> _Work to complete_:
Could you substitute "bush" for "shrub" in each of the items below and write the lines out again with nothing else changed? Leave the pictures out.

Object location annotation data

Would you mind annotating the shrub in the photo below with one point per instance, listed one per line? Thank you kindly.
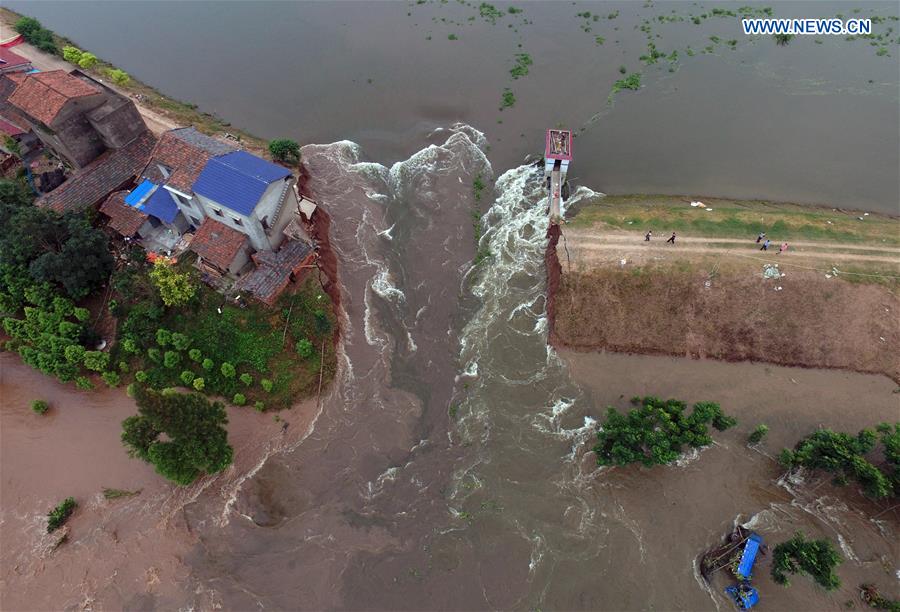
(758, 434)
(119, 77)
(57, 517)
(818, 558)
(656, 432)
(96, 360)
(171, 359)
(285, 150)
(304, 348)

> _Answer below_:
Would you mind annotating the bush in the photo below with one point per instance, listed one per line? Thank you kindly.
(758, 434)
(119, 77)
(57, 517)
(818, 558)
(656, 432)
(96, 360)
(171, 359)
(285, 150)
(304, 348)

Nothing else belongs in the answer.